>> Begin Dataset excerpts

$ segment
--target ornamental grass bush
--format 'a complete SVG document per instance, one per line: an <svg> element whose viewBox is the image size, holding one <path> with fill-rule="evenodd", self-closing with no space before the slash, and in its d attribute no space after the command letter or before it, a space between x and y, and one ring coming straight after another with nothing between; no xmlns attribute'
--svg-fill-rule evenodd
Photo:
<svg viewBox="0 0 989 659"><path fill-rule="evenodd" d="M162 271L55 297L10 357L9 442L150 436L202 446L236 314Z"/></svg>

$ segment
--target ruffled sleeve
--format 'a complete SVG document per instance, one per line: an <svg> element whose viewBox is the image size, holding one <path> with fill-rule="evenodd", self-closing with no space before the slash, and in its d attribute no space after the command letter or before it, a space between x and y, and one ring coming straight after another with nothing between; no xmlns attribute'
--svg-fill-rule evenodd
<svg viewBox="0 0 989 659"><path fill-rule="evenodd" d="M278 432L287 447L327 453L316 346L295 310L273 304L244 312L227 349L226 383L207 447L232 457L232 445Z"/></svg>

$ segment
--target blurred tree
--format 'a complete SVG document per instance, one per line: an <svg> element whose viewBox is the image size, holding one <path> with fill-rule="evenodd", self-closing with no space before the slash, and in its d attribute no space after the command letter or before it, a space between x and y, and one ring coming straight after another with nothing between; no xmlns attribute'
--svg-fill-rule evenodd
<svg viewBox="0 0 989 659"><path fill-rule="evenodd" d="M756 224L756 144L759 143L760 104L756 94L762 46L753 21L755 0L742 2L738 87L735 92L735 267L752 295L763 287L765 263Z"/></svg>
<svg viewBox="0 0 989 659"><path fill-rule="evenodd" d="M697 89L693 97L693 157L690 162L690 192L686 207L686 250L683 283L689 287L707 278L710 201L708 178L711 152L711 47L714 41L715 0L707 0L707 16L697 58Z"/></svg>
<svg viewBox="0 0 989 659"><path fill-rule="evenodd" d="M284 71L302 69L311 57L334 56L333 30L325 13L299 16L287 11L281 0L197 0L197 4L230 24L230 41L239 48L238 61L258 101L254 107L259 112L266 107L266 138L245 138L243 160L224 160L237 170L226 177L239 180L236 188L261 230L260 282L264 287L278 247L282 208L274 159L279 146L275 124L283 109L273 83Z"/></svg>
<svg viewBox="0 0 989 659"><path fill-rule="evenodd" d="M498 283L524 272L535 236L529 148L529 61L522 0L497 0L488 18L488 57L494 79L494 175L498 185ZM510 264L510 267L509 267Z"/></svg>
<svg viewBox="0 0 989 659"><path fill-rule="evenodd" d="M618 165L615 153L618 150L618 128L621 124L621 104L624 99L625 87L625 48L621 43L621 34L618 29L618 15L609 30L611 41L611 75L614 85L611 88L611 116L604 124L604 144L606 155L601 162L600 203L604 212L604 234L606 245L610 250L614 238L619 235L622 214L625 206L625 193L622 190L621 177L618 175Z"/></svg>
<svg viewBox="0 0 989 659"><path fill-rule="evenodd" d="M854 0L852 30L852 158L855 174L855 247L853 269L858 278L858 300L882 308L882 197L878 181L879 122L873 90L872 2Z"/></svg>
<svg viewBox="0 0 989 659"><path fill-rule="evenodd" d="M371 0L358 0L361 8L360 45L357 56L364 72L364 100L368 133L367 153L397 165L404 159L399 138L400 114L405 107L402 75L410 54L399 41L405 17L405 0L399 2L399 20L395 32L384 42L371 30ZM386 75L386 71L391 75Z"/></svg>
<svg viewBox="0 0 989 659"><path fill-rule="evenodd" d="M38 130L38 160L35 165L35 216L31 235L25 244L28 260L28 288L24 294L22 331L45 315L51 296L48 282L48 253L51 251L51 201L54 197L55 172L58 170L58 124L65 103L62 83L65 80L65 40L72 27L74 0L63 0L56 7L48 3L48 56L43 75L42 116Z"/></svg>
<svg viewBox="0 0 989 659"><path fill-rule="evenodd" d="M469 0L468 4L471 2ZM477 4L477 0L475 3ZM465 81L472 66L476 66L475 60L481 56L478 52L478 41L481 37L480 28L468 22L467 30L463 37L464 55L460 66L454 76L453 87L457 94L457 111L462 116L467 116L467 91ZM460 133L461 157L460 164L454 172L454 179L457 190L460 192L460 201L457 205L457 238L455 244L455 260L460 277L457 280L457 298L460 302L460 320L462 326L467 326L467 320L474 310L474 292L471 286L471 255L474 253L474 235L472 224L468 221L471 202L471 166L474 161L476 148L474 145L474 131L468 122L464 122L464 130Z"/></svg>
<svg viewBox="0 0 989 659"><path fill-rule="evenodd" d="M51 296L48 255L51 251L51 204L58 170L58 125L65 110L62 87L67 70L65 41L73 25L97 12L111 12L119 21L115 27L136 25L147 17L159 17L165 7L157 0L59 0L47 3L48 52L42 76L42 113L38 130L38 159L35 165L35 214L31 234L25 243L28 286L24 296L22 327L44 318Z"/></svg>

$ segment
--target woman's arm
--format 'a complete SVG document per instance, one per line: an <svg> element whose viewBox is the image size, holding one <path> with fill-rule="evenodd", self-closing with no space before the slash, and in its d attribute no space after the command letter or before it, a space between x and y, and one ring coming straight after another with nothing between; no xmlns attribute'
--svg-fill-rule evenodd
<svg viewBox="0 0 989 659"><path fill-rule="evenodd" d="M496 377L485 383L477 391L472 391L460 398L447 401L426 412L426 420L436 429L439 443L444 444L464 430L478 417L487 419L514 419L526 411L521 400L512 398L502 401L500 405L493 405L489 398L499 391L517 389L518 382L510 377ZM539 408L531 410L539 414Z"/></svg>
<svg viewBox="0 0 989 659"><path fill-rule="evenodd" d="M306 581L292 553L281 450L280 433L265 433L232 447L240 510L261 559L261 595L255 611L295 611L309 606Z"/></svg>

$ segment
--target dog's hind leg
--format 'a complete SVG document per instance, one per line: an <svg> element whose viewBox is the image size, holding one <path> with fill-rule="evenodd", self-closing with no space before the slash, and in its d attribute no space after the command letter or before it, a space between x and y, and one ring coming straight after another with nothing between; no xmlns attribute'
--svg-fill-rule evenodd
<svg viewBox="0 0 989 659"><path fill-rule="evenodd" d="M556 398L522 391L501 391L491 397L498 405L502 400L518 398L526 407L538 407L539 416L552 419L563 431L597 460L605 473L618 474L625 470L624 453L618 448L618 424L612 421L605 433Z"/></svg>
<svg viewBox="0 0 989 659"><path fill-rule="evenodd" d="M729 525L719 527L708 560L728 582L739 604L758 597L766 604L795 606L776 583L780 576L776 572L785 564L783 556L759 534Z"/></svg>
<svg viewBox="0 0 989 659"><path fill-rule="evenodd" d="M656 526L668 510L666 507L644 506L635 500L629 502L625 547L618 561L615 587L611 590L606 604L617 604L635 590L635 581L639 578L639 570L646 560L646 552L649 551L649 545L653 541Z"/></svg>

>> End Dataset excerpts

# [Problem statement]
Find every line in the records that contains the string "target" and copy each of those lines out in full. Treat uppercase and lowercase as different when matching.

# [Complete output]
--target ornamental grass bush
--target ruffled sleeve
--target blurred tree
--target woman's arm
--target dog's hind leg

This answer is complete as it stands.